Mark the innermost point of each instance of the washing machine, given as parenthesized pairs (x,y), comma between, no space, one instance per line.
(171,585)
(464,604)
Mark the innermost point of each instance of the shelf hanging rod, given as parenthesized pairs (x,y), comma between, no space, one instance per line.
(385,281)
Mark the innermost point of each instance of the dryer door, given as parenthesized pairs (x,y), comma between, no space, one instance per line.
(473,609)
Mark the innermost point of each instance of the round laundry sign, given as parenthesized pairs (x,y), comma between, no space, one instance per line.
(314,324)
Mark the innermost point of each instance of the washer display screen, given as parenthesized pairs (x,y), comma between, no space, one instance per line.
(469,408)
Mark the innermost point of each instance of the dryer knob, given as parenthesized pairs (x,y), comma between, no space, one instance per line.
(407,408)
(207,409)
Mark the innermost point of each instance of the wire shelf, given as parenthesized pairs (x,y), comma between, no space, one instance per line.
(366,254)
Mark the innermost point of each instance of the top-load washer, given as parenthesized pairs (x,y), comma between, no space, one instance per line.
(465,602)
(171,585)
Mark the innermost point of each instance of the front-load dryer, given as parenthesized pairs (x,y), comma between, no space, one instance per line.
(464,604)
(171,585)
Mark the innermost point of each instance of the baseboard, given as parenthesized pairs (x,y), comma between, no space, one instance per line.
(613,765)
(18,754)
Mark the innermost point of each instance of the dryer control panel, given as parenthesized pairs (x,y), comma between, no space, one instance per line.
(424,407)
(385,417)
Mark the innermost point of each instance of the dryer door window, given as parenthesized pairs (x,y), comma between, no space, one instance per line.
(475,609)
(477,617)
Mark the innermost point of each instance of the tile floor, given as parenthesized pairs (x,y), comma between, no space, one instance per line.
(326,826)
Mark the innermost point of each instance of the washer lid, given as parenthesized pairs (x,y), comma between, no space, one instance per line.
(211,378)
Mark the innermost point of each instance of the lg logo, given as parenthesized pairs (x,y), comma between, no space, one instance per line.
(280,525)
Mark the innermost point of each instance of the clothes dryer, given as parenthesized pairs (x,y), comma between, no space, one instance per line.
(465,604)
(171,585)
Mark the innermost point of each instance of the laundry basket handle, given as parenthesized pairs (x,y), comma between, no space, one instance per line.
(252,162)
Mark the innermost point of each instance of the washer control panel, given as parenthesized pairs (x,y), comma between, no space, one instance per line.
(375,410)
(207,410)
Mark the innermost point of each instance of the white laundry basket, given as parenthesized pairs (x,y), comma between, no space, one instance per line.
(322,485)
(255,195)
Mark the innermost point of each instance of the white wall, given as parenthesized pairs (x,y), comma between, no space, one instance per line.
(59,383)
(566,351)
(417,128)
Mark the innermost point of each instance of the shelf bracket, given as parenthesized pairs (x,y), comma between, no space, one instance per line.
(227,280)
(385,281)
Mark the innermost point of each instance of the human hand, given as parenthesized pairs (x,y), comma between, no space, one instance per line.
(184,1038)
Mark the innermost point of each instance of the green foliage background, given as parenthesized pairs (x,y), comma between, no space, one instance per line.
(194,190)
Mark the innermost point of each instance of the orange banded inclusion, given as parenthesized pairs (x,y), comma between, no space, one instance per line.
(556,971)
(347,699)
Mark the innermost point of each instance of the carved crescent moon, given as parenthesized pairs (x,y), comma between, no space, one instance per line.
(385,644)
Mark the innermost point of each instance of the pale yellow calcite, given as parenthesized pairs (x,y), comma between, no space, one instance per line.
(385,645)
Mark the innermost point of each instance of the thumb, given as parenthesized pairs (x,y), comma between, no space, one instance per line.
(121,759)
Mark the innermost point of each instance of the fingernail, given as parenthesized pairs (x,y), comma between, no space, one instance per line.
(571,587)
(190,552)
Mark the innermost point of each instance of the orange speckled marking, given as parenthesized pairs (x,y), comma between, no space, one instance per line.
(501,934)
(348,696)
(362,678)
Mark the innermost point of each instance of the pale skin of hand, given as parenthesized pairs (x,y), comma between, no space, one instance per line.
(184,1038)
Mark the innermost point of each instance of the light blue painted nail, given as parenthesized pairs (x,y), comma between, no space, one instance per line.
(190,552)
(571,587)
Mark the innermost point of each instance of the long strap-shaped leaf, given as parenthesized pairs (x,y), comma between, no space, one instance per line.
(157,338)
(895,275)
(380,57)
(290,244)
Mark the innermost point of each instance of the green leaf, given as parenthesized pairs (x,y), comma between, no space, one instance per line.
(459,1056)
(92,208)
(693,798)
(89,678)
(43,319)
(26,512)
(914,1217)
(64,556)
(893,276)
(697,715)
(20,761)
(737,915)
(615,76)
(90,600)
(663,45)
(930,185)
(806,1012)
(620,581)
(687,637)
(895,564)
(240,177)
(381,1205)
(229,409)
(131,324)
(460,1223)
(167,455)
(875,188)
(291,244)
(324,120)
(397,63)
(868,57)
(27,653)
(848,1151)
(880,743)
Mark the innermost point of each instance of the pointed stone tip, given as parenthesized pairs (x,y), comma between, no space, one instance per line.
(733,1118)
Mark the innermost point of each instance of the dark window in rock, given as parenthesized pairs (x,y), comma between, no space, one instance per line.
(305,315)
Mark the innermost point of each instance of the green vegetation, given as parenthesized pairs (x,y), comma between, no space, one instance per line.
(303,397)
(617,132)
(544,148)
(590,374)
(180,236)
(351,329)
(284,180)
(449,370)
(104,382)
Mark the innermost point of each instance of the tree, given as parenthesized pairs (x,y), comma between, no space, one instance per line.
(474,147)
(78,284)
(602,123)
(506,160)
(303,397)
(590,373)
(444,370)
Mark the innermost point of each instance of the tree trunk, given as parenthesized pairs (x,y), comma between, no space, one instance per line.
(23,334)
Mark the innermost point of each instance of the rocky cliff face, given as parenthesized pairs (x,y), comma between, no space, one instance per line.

* Task details *
The reply should be a precise retyping of all the data.

* Finished exercise *
Mark the innermost point of each instance of the washing machine, given as parenthesized pairs (x,y), comma between, no space, one instance per line.
(171,585)
(464,604)
Mark the innermost point of each instance of the shelf hanging rod, given as parenthesized pairs (x,y), comma between, no space, one instance per line.
(385,281)
Mark the innermost point of each instance of the dryer door, given as parenthesized pairs (x,y), comma between, no space, one instance per line.
(473,609)
Mark the innermost point of each instance of the round laundry sign, given as parenthesized pairs (x,y), comma between, no space, one instance per line.
(314,324)
Mark the innermost point of each instance of the washer display screen, given as parenthesized pairs (x,y), comma between, no space, one instance per line.
(469,408)
Mark the innermost point of each instance of the dryer knob, given as parenthesized pairs (x,y), comma between, no space, one instance per line.
(407,408)
(207,409)
Mark the innermost point of each instance of the wire shelf, given as parenthesized pairs (x,y), comma between, no space, one instance per line.
(366,254)
Mark the innermost point of each instance of the top-load washer, given as parenthesized pairs (x,y), comma between, no space, one instance per line.
(465,602)
(171,585)
Mark the innermost point of each instance of the front-load dryer, given as parenthesized pairs (x,y), comma between, no space, one instance per line.
(464,604)
(171,585)
Mark the innermost point of each instance of the baseboard, given as parenthesized pairs (x,y), comma between, no space, one instance per line.
(613,765)
(18,754)
Mark the innermost point of each instance of the dryer control panel, given as parenthesized pairs (x,y), comma between, no space, one instance per line.
(424,407)
(385,417)
Mark the innermost point of each instance of the dryer door window, given as parenthesized pairs (x,y), comma between, no space, one instance per line.
(475,609)
(477,617)
Mark the innermost point of each instance of the tile floor, given as parenthesized pairs (x,y), comma between, no space, one instance per line.
(326,826)
Mark the innermost point of each instance of the washer lid, given as parenthesized pairs (x,y), comma between, no space, one instance per line.
(211,378)
Mark the innermost point of each instance of the lg logo, given as parenthesized pairs (x,y), comma between, no space, one instance per line.
(280,525)
Mark the innermost point of each instance of the clothes dryer, given as parenthesized pairs (x,y), comma between, no space, one instance per line.
(465,604)
(171,585)
Mark the innermost point of each instance of the laundry basket handle, given as parenthesized pairs (x,y), comma between, no space, one instance per line.
(252,162)
Mark the innermost point of each instance of the washer control panel, given as parenthesized pairs (x,y), comma between, no space, one instance per line.
(375,410)
(207,410)
Mark the innermost point of each instance of the white laundry basket, given as parenthesized pairs (x,y), comma between, no space, one instance per line.
(322,485)
(255,195)
Mark the innermost point of each instance of the white wall, given as parenthesized pairs (x,y), comma between, no space, one instance per line.
(59,383)
(566,351)
(417,128)
Mark the innermost point of each instance of the shelf bracket, given as parenthesized pairs (x,y), comma between, no space, one instance per line.
(227,280)
(385,281)
Mark the innermost point of each instance of the human hand, given as parenthesized pairs (x,y), comma between, no space, one instance per line.
(184,1038)
Mark the innermost point of each instance of the green foliage background, given as parenthesized pairs (x,y), comma between, no space, one instance per line.
(194,190)
Mark the innermost point of each instance of the orange banded inclusion, given as parenthesized pairs (x,y), comma between, no space, one instance per line.
(556,971)
(347,699)
Mark the innermost point of each instance of the carved crescent moon, given as parenthesized pairs (x,y), comma between, no space, one instance per line.
(385,644)
Mark the innermost point of each instance of the pale yellow calcite, given as parenthesized pairs (x,y), comma between, no space, one instance per line.
(385,645)
Mark the innermost point of each instance of the thumb, given as parenthesized pairs (x,y), comma between, no space, one instance per line.
(121,759)
Mark the innermost point of each instance of the fingernail, given as parenthesized pairs (x,y), comma between, no space, one instance per line.
(571,587)
(190,552)
Mark the innermost point of each instance of the orange speckled marking, given as parenthesized pairs (x,y), comma between, no space, one instance per line.
(501,934)
(348,696)
(362,678)
Mark the innermost point of each instance of the pale skin of hand, given as parenthesized pairs (x,y), comma between, no space, one instance per line.
(184,1038)
Mark the innermost point of each instance of the light blue painted nail, given as parenthesized pairs (x,y), comma between, no space, one instance per line.
(190,552)
(571,587)
Mark the innermost point of each instance of the long strap-shaped leaf, given as parenthesized pairs (x,y), comma between, no space, one instance per line.
(157,338)
(895,275)
(380,57)
(290,244)
Mark the innermost point of each instance of the green leaf, given as parenthesized pairs (x,y), comma between, no space, one instance per line.
(459,1056)
(92,208)
(693,798)
(89,678)
(43,319)
(26,512)
(914,1217)
(64,556)
(893,276)
(697,715)
(20,761)
(737,915)
(615,76)
(90,600)
(663,45)
(930,185)
(806,1012)
(620,581)
(687,637)
(895,564)
(240,177)
(381,1205)
(229,409)
(131,324)
(460,1223)
(167,455)
(875,188)
(291,244)
(324,120)
(397,63)
(868,57)
(27,653)
(848,1151)
(880,743)
Mark the innermost point of each instance of the pointed stone tip, given as parenthesized pairs (x,y), comma between, no space, one instance per line.
(733,1118)
Mark the innermost point of each instance of the dark window in rock, given as parenthesized pairs (x,y), comma between, no space, one instance per line.
(305,315)
Mark the innermost point of each instance of the green vegetation, given as parenthesized pairs (x,y), comma between, no space, one instance per line.
(303,397)
(617,132)
(544,148)
(590,374)
(180,236)
(351,329)
(284,180)
(449,370)
(104,382)
Mark the innermost point of each instance of the tree, given as parenthesized pairs (x,y), comma between, no space, one instance per line.
(474,147)
(78,284)
(602,123)
(506,160)
(303,397)
(590,373)
(444,370)
Mark the innermost point of each instance of the tree trunk, given as parenthesized pairs (x,y), comma between, no space, one instance per line.
(23,334)
Mark the innermost point of each instance of the rocky cliff face, given as parenthesized pairs (x,y), comma between, no space, one instance per line.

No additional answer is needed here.